Source text =

◇ ◇ ◇

# GenieGo Out of home International use



## dpeters11 (May 30, 2007)

Does the streaming out of home work Internationally (assuming the needed ports are open)? My wife is going to the UK on business and while I'm transcoding some stuff for her plane trips, she'd like to be able to watch Game of Thrones etc. I know HBO Go itself isn't allowed outside the US.


----------



## NR4P (Jan 16, 2007)

It worked in Canada when I tried it. I'd like to know about Europe too.


----------



## dpeters11 (May 30, 2007)

If it works in Canada, then there is hope for UK. But then a friend of mine was in Italy and actually was able to use Netflix. Apparently the hotel had a US IP address.


----------



## kpfleming (Dec 26, 2011)

The GenieGo has no idea where you are located; you can stream content to any place where you have suitable Internet access.


----------



## peds48 (Jan 11, 2008)

kpfleming said:


> The GenieGo has no idea where you are located;


not true. The GG "knows" by your IP address, that it does not enforce it, that is another thing


----------



## dpeters11 (May 30, 2007)

And really, it doesn't have to go to the level of the GenieGo itself, it could be done app level. Just like the GenieGo doesn't know if your device is jailbroken.

Good to hear that this isn't a restriction.


----------



## litzdog911 (Jun 23, 2004)

I've been able to stream successfully from my GenieGo on trips to Hong Kong and Europe and Canada. Of course, if you download your recordings from the GenieGo to your mobile device, you can view them anywhere because no internet connection is needed.


----------



## dennisj00 (Sep 27, 2007)

I'm loading up both iPads and a PC tablet for an upcoming trip. I'll report how the streaming works.


----------



## peds48 (Jan 11, 2008)

dpeters11 said:


> And really, it doesn't have to go to the level of the GenieGo itself, it could be done app level. Just like the GenieGo doesn't know if your device is jailbroken.
> 
> Good to hear that this isn't a restriction.





peds48 said:


> not true. The GG "knows" by your IP address, that it does not enforce it, that is another thing


Just to clarify my post, while the GG itself does not know or care where you are or if you device if jailbroken or not, the app does know where you are and does care if you device if jailbroken, although a simple tweak can take care of the latter


----------



## texasbrit (Aug 9, 2006)

Applications know where you are based on the IP address. Whether an application uses that info is another question. But for example, this forum won't work with a UK VPN, whereas a US one is fine. So if I try to login via a company's UK-based VPN, DBStalk won't allow it.

Similarly if you are in the US and try to access services like BBC iPlayer it won't let you in.


----------

◇ ◇ ◇

Extracted material =
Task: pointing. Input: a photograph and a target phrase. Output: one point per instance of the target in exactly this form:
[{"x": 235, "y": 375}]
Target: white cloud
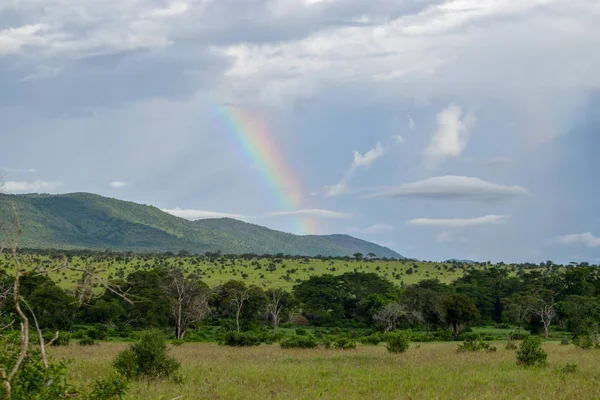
[
  {"x": 316, "y": 213},
  {"x": 454, "y": 188},
  {"x": 359, "y": 161},
  {"x": 585, "y": 239},
  {"x": 200, "y": 214},
  {"x": 367, "y": 159},
  {"x": 450, "y": 237},
  {"x": 118, "y": 184},
  {"x": 451, "y": 137},
  {"x": 371, "y": 230},
  {"x": 458, "y": 222},
  {"x": 500, "y": 161},
  {"x": 398, "y": 139},
  {"x": 32, "y": 187},
  {"x": 13, "y": 40},
  {"x": 17, "y": 170}
]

◇ ◇ ◇

Your goal = In the GenieGo forum thread, on trips to which places does litzdog911 say streaming from the GenieGo worked?

Solution to this exercise = Hong Kong, Europe, and Canada.